- 課題 1: 給与改定問題についての文章にある「提案では、6月から毎月の給与が平均0.23%下がります。」という一文を英語に訳しなさい。
- 課題 2: 給与改定問題についての文章を、最後の文の後から書き継いでください。

- 提供テキスト:
· · ·
5月15日、連合会がいったん引っ込めた給与改定案をまた出してきました。4月交渉で公務員特例法7.8%賃下げについての議論があれだけ紛糾した給与改定問題ですが、なぜいまごろになって人勧0.23%賃下げ提案をしてきたのでしょうか? 経過と内容を確認します。
給与改定問題交渉の経過
3月12日 人勧の平均0.23%賃下げ・不利益遡及あり・4月1日実施を提案される。
3月23日 4月1日実施の延期と、次回交渉で特例法7.8%賃下げについて協議したいと伝えられる。
4月9日 春闘交渉で7.8%賃下げについて激しい議論をする。
5月15日 人勧の平均0.23%賃下げ・不利益遡及あり・6月1日実施を提案される。(実施時期変更)
提案では、6月から毎月の給与が平均0.23%下がります。ただし、給与の低い若年層からは引かずに、おおむね在職20年以上のベテランが賃下げの対象です。賃下げはいやですが、それほど大きな金額ではないと言えるでしょう。ところが、連合会はこの賃下げを昨年2011年4月に遡ってするために、夏の一時金から「調整」して引くというのです。すでに受け取った給料を返すなんてとんでもない! こんなことがまかり通ったら、私たちの生活は不安定なものになってしまいます。
· · ·
- 提供情報:
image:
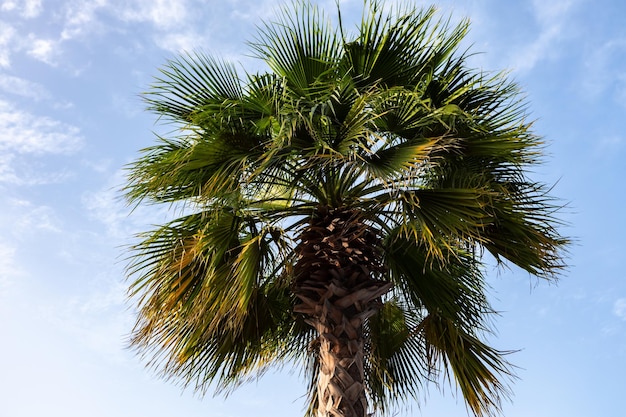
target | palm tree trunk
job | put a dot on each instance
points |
(337, 256)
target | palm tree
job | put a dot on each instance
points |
(335, 210)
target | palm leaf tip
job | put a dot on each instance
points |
(385, 125)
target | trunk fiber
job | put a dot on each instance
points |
(337, 256)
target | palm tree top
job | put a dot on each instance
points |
(377, 147)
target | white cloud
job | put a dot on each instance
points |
(7, 33)
(163, 14)
(8, 269)
(44, 50)
(81, 18)
(23, 132)
(34, 219)
(26, 8)
(26, 135)
(108, 206)
(605, 69)
(552, 18)
(619, 308)
(22, 87)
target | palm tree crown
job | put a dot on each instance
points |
(336, 210)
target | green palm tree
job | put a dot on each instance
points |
(334, 211)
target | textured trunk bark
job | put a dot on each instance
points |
(337, 255)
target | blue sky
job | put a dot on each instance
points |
(70, 118)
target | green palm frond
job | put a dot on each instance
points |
(386, 122)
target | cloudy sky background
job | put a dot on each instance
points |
(70, 118)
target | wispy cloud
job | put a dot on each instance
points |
(605, 70)
(44, 50)
(27, 135)
(23, 132)
(619, 308)
(8, 269)
(107, 206)
(21, 87)
(98, 320)
(551, 18)
(25, 8)
(7, 34)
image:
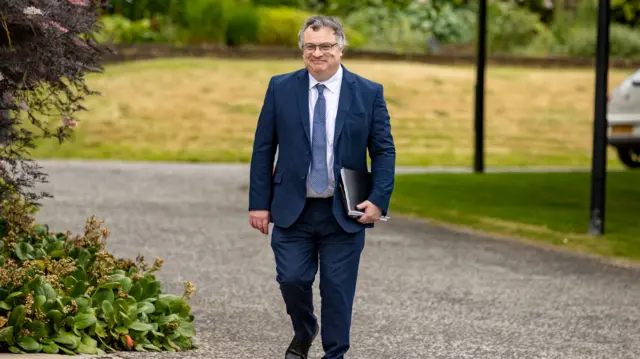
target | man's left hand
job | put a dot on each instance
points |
(371, 212)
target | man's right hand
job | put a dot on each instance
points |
(260, 221)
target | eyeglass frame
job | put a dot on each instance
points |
(313, 47)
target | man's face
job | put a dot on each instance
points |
(322, 60)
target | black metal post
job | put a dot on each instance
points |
(478, 163)
(599, 157)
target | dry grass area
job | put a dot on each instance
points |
(206, 110)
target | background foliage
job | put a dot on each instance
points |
(528, 27)
(61, 293)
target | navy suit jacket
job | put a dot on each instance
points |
(362, 123)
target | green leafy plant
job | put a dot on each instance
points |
(61, 293)
(279, 26)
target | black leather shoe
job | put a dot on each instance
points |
(300, 349)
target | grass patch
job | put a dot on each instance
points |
(206, 110)
(547, 207)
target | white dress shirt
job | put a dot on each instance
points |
(332, 95)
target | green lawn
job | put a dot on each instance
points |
(206, 109)
(546, 207)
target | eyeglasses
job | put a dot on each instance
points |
(323, 47)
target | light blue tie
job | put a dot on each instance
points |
(319, 178)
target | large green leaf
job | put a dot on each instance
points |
(141, 327)
(29, 344)
(50, 348)
(37, 328)
(6, 335)
(84, 321)
(39, 301)
(126, 284)
(109, 315)
(16, 319)
(78, 289)
(152, 289)
(24, 251)
(69, 339)
(36, 283)
(146, 307)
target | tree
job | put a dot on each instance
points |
(46, 48)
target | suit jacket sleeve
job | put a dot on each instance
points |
(383, 154)
(264, 149)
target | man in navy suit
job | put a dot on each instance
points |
(319, 119)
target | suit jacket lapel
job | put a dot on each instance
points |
(303, 102)
(344, 104)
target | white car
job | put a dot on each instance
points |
(623, 120)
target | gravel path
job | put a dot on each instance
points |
(423, 292)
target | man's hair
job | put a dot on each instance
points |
(317, 22)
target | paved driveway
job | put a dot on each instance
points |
(423, 292)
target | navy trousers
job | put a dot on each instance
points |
(317, 241)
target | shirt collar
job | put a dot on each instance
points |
(332, 84)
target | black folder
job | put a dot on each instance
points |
(355, 187)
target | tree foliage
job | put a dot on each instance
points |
(46, 49)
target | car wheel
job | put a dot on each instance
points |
(629, 156)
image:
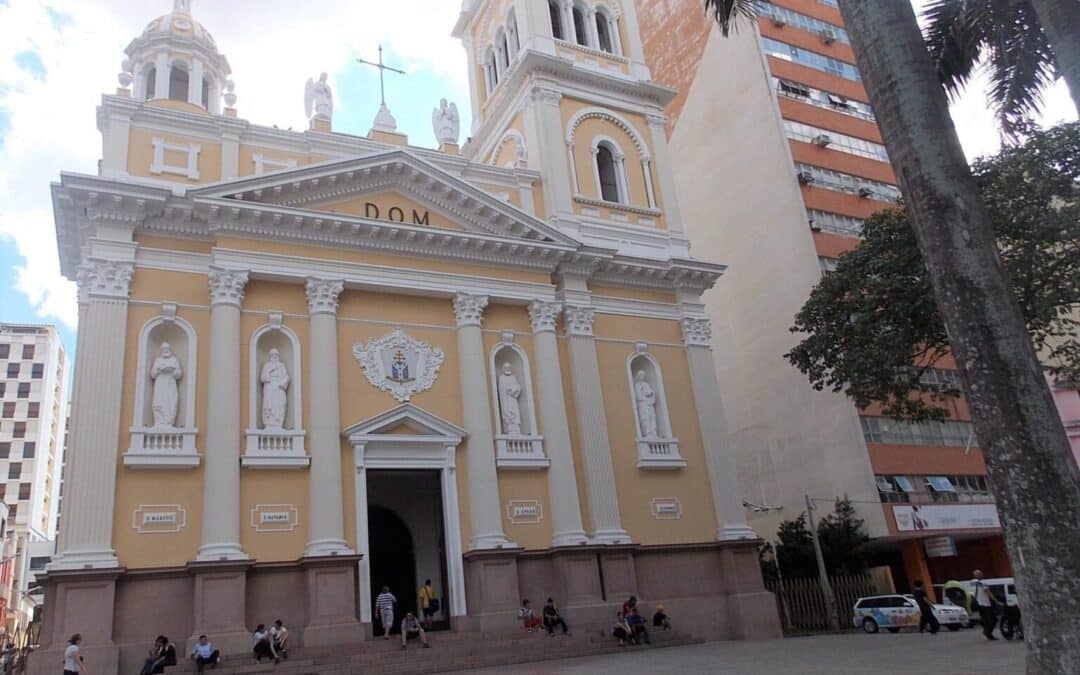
· · ·
- 結果 1: Under the proposal, monthly salaries will decrease by an average of 0.23% starting in June.

- 結果 2:
法律には「不利益不遡及の原則」があり、新たに制定されたり、法律が改正されたりした時、その施行以前に遡って適用されないという原則があります。一時金から引くことを「調整措置」と言い換えたところで、すでに支給した給与をあとから減額するのは「不利益遡及」です。法律違反は絶対に認められません。
なお、人勧0.23%賃下げは、国立、日赤、公立学校共済など他の全国的な病院ではすでに実施されており(国立は不利益遡及あり、日赤、公立学校は不利益遡及なし)、連合会もそれにならったとみることができます。
7.8%賃下げの可能性は消えていない?
連合会が0.23%賃下げを提案したからといって、公務員特例法の7.8%賃下げの可能性が消えたとはいえない状況です。報道によると、政府は独法や国立大など国の公的機関の人件費についても、国家公務員と同じ平均7.8%減額して、震災復興財源に充てる方針を出しました(日経2012年5月11日)。「政府は各法人の労使交渉の結果、給与の引き下げに応じない法人があった場合でも、補助金のカットを強行する方針だ」とありますが、連合会病院に国から補助金は出ていません。そもそも労使自治に国が介入するのはおかしなことです。さらに、「国の支出を受けていない公的機関にも、給与の引き下げを求める」とはまったく理解に苦しみます。もらってないものを返せというのはどういうことでしょうか??